>> Begin SOURCE DOCUMENT
Results can also be impacted by the ability to market excess natural gas which
is influenced by a pipeline's rate of recovery for use and efficiencies of the
pipeline's compression equipment. Future revenues may also be impacted by
expansion projects in our service areas, competition by other pipelines for
those expansion needs and regulatory impacts on rates. Results of our Pipelines
segment operations were as follows for the periods ended June 30:
QUARTER ENDED SIX MONTHS ENDED
JUNE 30, JUNE 30,
------------------ ------------------
2002 2001 2002 2001
------ ------ ------ ------
(IN MILLIONS, EXCEPT VOLUME AMOUNTS)
Operating revenues........................ $ 224 $ 252 $ 487 $ 576
Operating expenses........................ (139) (306) (270) (570)
Other income.............................. 29 25 75 55
------ ------ ------ ------
EBIT.................................... $ 114 $ (29) $ 292 $ 61
====== ====== ====== ======
Throughput volumes (BBtu/d)(1)............ 7,340 7,377 7,687 7,546
====== ====== ====== ======
- ---------------
(1) Throughput volumes for 2001 exclude those related to pipeline systems sold
in connection with FTC orders related to our merger with El Paso including
investments in the Empire State and Iroquois pipelines. Throughput volumes
also exclude intrasegment activities.
Second Quarter 2002 Compared to Second Quarter 2001
Operating revenues for the quarter ended June 30, 2002, were $28 million
lower than the same period in 2001. The decrease was primarily due to the impact
of lower prices on natural gas and liquids sales, including sales of natural gas
produced, and resales of natural gas purchased from the Dakota gasification
facility. Also contributing to the decrease were lower sales of excess natural
gas, lower transportation revenues from capacity sold under short-term contracts
due to milder weather in 2002 and lower 2002 sales of base gas from abandoned
storage fields. Partially offsetting the decrease was higher reservation
revenues from our system expansion projects, which were placed in service in
2001.
Operating expenses for the quarter ended June 30, 2002, were $167 million
lower than the same period in 2001. The decrease was primarily due to
merger-related costs of $132 million incurred to relocate our pipeline
operations from Detroit, Michigan to Houston, Texas, costs for employee
benefits, retention and transition charges and a change in accounting estimate
of $20 million recorded in the second quarter of 2001 primarily for additional
environmental remediation liabilities. Also contributing to the decrease were
lower corporate overhead allocations and lower amortization due to the
implementation of SFAS No. 142 in 2002. Additionally, lower prices on natural
gas purchased from the Dakota gasification facility, lower fuel costs resulting
from lower natural gas prices and lower benefit costs in 2002 contributed to the
decrease. The decrease was partially offset by an increase in 2002 in our
estimated liabilities to assess and remediate our environmental exposure due to
an ongoing evaluation of our facilities.
>> End SOURCE DOCUMENT
» REQUEST 1:
Return each line of the rows that contains the word "small".
The rows that follow have no connection to the text above.
>> Begin RECORD SET
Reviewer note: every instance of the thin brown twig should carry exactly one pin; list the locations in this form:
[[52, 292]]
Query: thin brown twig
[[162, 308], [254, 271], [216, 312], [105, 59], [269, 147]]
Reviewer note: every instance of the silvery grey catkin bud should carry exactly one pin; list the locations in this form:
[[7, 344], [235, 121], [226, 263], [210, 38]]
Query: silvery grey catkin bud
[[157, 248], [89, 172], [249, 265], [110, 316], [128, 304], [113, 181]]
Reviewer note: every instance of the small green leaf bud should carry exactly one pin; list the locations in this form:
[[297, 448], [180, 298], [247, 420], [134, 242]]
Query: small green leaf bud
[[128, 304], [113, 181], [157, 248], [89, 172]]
>> End RECORD SET
>> Begin RECORD SET
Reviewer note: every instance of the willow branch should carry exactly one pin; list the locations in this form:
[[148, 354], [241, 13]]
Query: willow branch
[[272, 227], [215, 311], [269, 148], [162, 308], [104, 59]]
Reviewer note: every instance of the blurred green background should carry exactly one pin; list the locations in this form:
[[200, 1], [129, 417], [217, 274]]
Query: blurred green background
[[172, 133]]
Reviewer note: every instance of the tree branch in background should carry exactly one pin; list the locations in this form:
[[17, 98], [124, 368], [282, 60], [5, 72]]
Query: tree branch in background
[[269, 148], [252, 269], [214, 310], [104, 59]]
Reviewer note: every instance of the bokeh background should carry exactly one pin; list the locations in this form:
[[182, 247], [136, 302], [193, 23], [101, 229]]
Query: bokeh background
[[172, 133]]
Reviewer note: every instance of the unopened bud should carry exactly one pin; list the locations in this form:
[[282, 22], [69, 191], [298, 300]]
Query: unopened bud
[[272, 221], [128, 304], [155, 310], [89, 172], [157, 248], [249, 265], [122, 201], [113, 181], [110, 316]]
>> End RECORD SET
» REQUEST 2:
Answer these questions using the pipelines segment excerpt:
(a) What was EBIT for the six months ended June 30, 2002?
(b) From which city and to which city were the pipeline operations relocated?
(c) How much lower were operating revenues for the quarter ended June 30, 2002, than for the same period in 2001?

» COMPLETE ANSWER 1:
Reviewer note: every instance of the small green leaf bud should carry exactly one pin; list the locations in this form:
Query: small green leaf bud

» COMPLETE ANSWER 2:
(a) $292 million
(b) From Detroit, Michigan to Houston, Texas
(c) $28 million